- Work request:
Looking at the data below, how many lines include the word "absolute"? Respond with the number only.

START Dataset extract

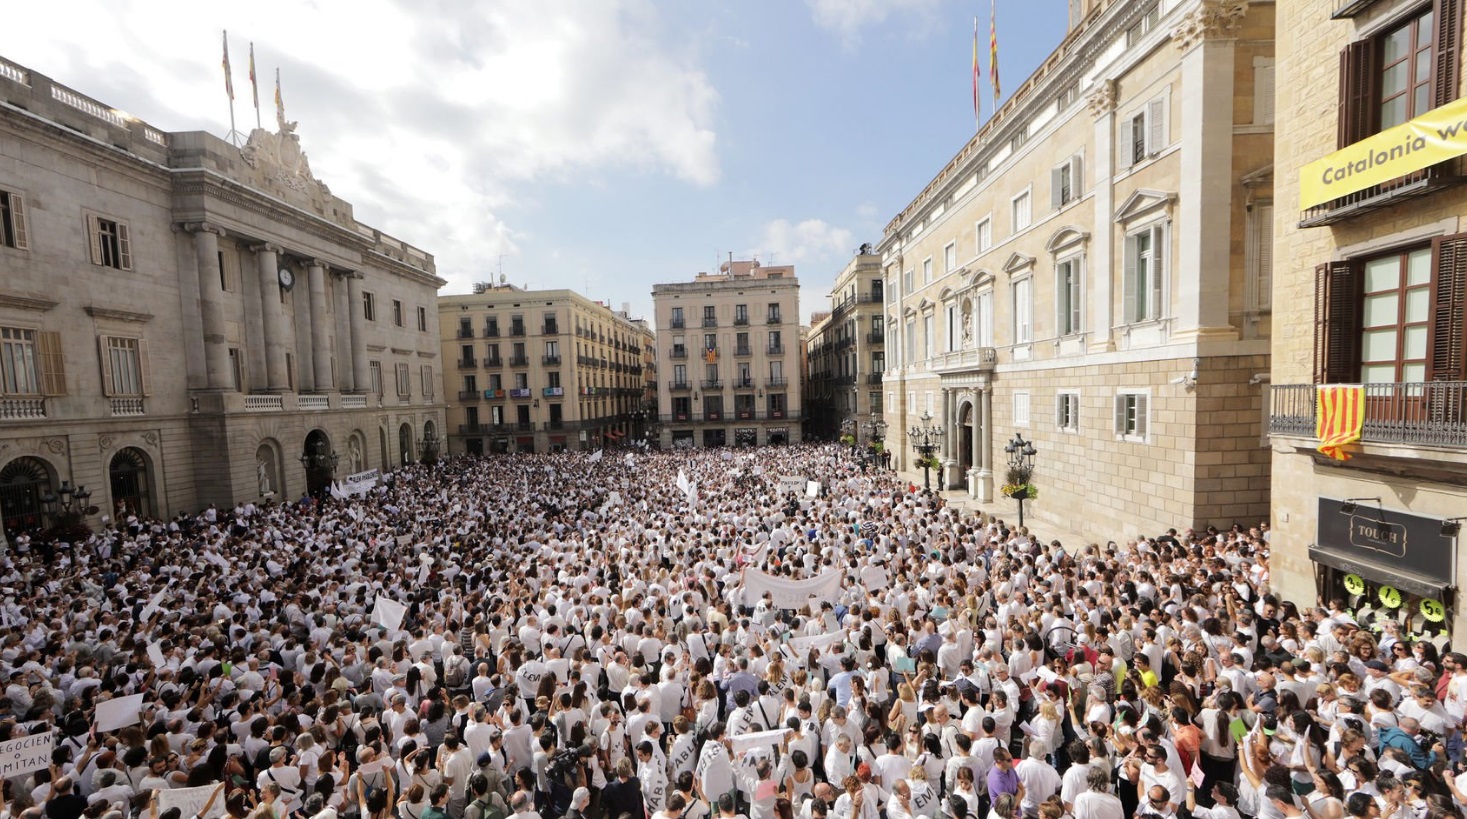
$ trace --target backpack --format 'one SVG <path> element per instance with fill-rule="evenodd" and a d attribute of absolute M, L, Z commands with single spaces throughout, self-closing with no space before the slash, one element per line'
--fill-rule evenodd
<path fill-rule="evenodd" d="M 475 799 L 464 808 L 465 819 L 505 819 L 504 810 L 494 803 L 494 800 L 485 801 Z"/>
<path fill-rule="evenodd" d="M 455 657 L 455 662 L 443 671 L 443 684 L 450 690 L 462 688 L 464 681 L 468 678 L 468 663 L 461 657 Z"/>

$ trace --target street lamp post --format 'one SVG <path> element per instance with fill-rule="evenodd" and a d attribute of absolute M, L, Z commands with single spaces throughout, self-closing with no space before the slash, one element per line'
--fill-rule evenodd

END Dataset extract

- Output for this task:
2